» **Short task**
Please return, word for word, everything in the passage on big picture thinkers from "When I talk" down to "in the past.".

» **Provided passage**
══════════════════════════════

The Eides have given an excellent explanation of the big picture thinker as a cognitive type and had some implied suggestions in that description on how a teacher or professor could approach students to get them thinking – models, metaphors, analogies, exposure to patterns and multiple perspectives. Note: all students willl derive some benefit from these techniques and become better at seeing the larger context. Many people can, with sufficient practice, can become significantly better, but the natural big picture thinkers are the ones who will react with insightful leaps of reasoning, imagination and questions with little or no prompting.

Unfortunately, such experiences in public schools and even our universities have become increasingly rare. Dr. Von explains why:

When I talk with students (juniors and seniors in high school) about how different subjects and classes are taught, invariably it comes down to great amounts of memorization. Most students, when you engage them in real conversations about the education they receive, will open up freely and get right to the point…because of the continued emphasis on grades and GPAs by colleges, students feel the need to focus first on memorization and get the grade on the test, and then move on to the next topic without much concern with what was just studied. When this is the case in school, has true learning just occurred? Likely not, if students are unable to recall and actually apply concepts that were covered in the past.

══════════════════════════════

» **Data records**
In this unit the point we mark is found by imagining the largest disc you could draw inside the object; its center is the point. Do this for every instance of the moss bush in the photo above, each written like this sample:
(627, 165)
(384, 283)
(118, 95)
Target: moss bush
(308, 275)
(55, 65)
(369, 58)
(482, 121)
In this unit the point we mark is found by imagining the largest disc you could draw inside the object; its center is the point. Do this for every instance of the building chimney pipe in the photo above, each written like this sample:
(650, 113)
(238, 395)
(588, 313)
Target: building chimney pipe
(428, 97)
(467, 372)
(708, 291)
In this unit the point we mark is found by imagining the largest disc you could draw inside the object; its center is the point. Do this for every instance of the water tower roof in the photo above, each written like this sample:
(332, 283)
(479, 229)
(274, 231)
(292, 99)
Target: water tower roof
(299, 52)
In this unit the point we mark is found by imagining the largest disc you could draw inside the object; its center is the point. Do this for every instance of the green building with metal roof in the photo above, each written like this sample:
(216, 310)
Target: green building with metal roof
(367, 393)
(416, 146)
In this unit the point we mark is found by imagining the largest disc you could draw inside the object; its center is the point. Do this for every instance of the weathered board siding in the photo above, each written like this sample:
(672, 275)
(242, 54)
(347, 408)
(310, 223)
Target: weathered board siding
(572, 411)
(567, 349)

══════════════════════════════

» **Answer to this problem**
When I talk with students (juniors and seniors in high school) about how different subjects and classes are taught, invariably it comes down to great amounts of memorization. Most students, when you engage them in real conversations about the education they receive, will open up freely and get right to the point…because of the continued emphasis on grades and GPAs by colleges, students feel the need to focus first on memorization and get the grade on the test, and then move on to the next topic without much concern with what was just studied. When this is the case in school, has true learning just occurred? Likely not, if students are unable to recall and actually apply concepts that were covered in the past.